Task instructions.
Set down each entry below exactly as written, keeping the pictures out.

Source material.
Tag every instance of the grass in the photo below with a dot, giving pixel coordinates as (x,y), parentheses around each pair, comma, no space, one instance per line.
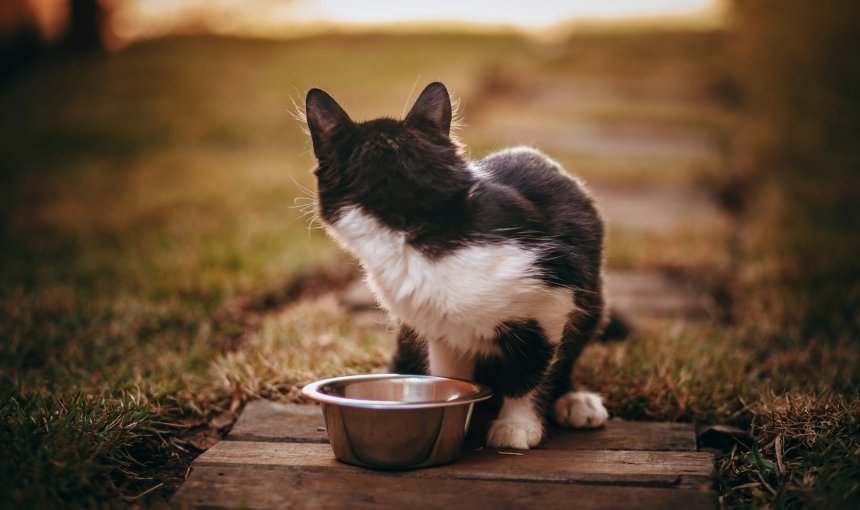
(152,217)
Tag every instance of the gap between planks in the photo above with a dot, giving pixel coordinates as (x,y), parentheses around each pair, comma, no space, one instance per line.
(277,456)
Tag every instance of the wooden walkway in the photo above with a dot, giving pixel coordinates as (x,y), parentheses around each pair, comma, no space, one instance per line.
(277,456)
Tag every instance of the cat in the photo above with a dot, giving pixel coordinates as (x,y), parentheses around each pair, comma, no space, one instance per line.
(491,268)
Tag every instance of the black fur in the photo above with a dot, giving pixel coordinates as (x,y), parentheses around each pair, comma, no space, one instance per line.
(410,175)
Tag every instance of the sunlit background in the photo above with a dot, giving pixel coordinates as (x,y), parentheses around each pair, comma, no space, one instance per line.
(161,264)
(132,20)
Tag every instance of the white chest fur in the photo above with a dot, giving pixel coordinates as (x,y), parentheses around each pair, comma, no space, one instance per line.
(459,298)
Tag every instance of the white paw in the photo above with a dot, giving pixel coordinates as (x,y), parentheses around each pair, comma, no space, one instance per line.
(580,409)
(519,434)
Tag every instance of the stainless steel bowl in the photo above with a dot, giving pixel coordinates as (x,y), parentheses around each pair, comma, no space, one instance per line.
(396,421)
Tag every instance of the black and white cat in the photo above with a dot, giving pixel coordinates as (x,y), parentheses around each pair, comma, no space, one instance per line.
(491,268)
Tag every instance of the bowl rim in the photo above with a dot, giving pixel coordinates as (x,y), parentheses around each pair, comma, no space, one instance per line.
(313,392)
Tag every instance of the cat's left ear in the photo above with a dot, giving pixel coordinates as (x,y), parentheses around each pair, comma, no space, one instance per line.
(434,104)
(324,116)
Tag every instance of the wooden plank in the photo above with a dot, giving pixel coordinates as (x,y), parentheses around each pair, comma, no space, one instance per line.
(237,487)
(262,420)
(271,421)
(616,467)
(626,435)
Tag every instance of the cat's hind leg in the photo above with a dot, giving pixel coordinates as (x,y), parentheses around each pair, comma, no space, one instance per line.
(570,408)
(411,355)
(518,373)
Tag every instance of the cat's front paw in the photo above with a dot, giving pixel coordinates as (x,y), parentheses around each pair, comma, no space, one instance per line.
(519,434)
(580,409)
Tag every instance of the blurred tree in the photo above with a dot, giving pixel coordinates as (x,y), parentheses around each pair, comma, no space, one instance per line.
(86,18)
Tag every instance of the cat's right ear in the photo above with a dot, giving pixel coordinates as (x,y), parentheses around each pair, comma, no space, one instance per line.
(324,117)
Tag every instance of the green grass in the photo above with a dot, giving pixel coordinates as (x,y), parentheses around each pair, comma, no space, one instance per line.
(149,197)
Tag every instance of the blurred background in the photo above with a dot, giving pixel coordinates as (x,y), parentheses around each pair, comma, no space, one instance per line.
(160,263)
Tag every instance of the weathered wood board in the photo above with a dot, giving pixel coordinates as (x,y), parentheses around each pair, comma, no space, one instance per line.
(277,456)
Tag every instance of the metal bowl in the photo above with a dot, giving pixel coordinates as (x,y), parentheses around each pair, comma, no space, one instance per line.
(396,421)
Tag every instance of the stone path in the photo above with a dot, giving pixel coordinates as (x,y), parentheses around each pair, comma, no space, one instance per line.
(277,455)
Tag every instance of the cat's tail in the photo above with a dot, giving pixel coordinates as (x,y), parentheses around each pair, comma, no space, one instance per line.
(617,329)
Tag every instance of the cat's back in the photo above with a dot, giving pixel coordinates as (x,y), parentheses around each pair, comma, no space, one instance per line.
(562,200)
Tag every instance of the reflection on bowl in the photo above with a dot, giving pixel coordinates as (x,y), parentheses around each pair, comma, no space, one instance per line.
(396,421)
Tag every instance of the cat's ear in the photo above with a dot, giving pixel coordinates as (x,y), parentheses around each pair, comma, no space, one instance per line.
(434,104)
(324,116)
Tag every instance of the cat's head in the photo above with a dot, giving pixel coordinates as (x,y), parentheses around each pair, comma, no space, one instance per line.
(400,171)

Solution for this exercise.
Tag every instance of the grass in the photo below with a dot, giving pixel coordinates as (x,y), parentheses around each pair, comma, no space, one instance per line.
(152,217)
Tag every instance of the gap between planks in the photo above with a dot, giving pixel coordinates as (x,y), parentheses around each pair, comma, no space, one instance per line.
(277,456)
Tag every instance of the wooden walkway in the photo above with a dot, giving pixel coordinates as (x,y), parentheses around each pair, comma, no space, one instance per line.
(277,456)
Tag every instance of the cat in the photo above with a dot, giving pixel coordinates as (x,y), parentheses around each pair, comma, no space, one instance per line.
(491,268)
Tag every instance of the black fur in the photo above with a dot, giving pixel coordinates as (x,y), parentheses around each pair, comma, no space, one instance per line.
(410,175)
Tag every instance of the sunlit background in the photo above with a dot, giving pixel coordinates as (x,y), parentheses around each pair, comma, no space, one instance per line.
(161,264)
(132,20)
Tag every instance of the white chest fur in the photo above with a dot, giving pixel coordinates as (x,y), parentheses around each pair, comma, no space, one instance per line.
(459,298)
Tag every instance of the white paw in the photo above with a dot, giving pixel coordinates as (x,y), parentheses around each pair, comma, no space, one instance per line.
(580,409)
(519,434)
Tag every instance of the stainless steel bowl in the photo above with a dot, giving pixel coordinates as (x,y), parentheses around each pair, comma, no space, one instance per line.
(396,421)
Tag every instance of the black and white cat in the photo above with a dot, giving pixel coordinates as (x,y), parentheses around each pair, comma, no space, one instance per line.
(491,268)
Tag every instance of the bowl rim in the photo above with a dot, giving pixel coordinates as (x,y), parentheses around each pair, comma, no space, one instance per line.
(313,392)
Tag every instance of the cat's left ear in the photo above with a dot, giving pixel coordinates as (x,y), parentheses around each pair, comma, no space, one instance per line.
(434,104)
(324,116)
Tag every instance of the wooden plank in the photo above with a dot, giving pixel coordinates as (x,y), parentheses around each pair, comma, no space, one instance per line.
(237,487)
(262,420)
(271,421)
(616,467)
(626,435)
Tag every instance of the cat's hind leg in the photo above with a dot, giving pixel coordinates as (x,y), parentheses around each pair, comma, no space, one instance per line.
(570,408)
(411,355)
(518,373)
Tag every instance of the cat's front paw in the photo above with a dot, giving pixel coordinates as (x,y), parentheses around each pair, comma, no space, one instance per line.
(519,434)
(580,409)
Tag every instance of the blurred tree in the photo above with a dot, giving pixel coordinates as (x,y), parentheses around each pair, comma, no space, one instance per line.
(86,18)
Tag every instance of the cat's right ear in the photo above with a dot, giving pixel coordinates as (x,y), parentheses around each pair, comma, no space, one instance per line.
(324,117)
Tag every instance of the green grass in the photo above with a dot, giving pixel coordinates as (x,y), parentheses around each pair, comma, no space, one instance per line.
(149,197)
Tag every instance of the blurred background in the photo above with a dot, giving pixel coordinates as (x,y), parentheses around each pair, comma, no space, one instance per line.
(160,263)
Tag every instance of the weathered wood board in the photo above with a dot, giving pixel coordinates as (x,y), parentheses around each pair, comma, no space, one instance per line.
(277,456)
Tag every instance of the metal bowl in the photo above with a dot, giving pixel coordinates as (x,y), parentheses around each pair, comma, no space, one instance per line.
(396,421)
Tag every instance of the stone path in the photo above with a dot, giving pixel coordinates as (x,y), parentheses around each pair, comma, no space, one instance per line.
(277,455)
Tag every instance of the cat's tail in the photo above with a dot, giving pixel coordinates as (x,y), parentheses around each pair, comma, no space, one instance per line.
(617,329)
Tag every instance of the cat's back in the photo above with a dot, giving pixel coordinates as (x,y), parentheses around each pair, comma, no space, one instance per line.
(562,200)
Tag every instance of the reflection on bowl in the photo above with a dot, giving pixel coordinates as (x,y), parentheses around each pair, comma, no space, one instance per line.
(396,421)
Tag every instance of the cat's ear in the photo above with a dot, giving pixel coordinates as (x,y), parentheses around each pair, comma, no space, one instance per line.
(434,104)
(324,116)
Tag every instance of the cat's head in the photo above with a dot, giving pixel coordinates as (x,y), parentheses around each pair, comma, no space, one instance per line.
(400,171)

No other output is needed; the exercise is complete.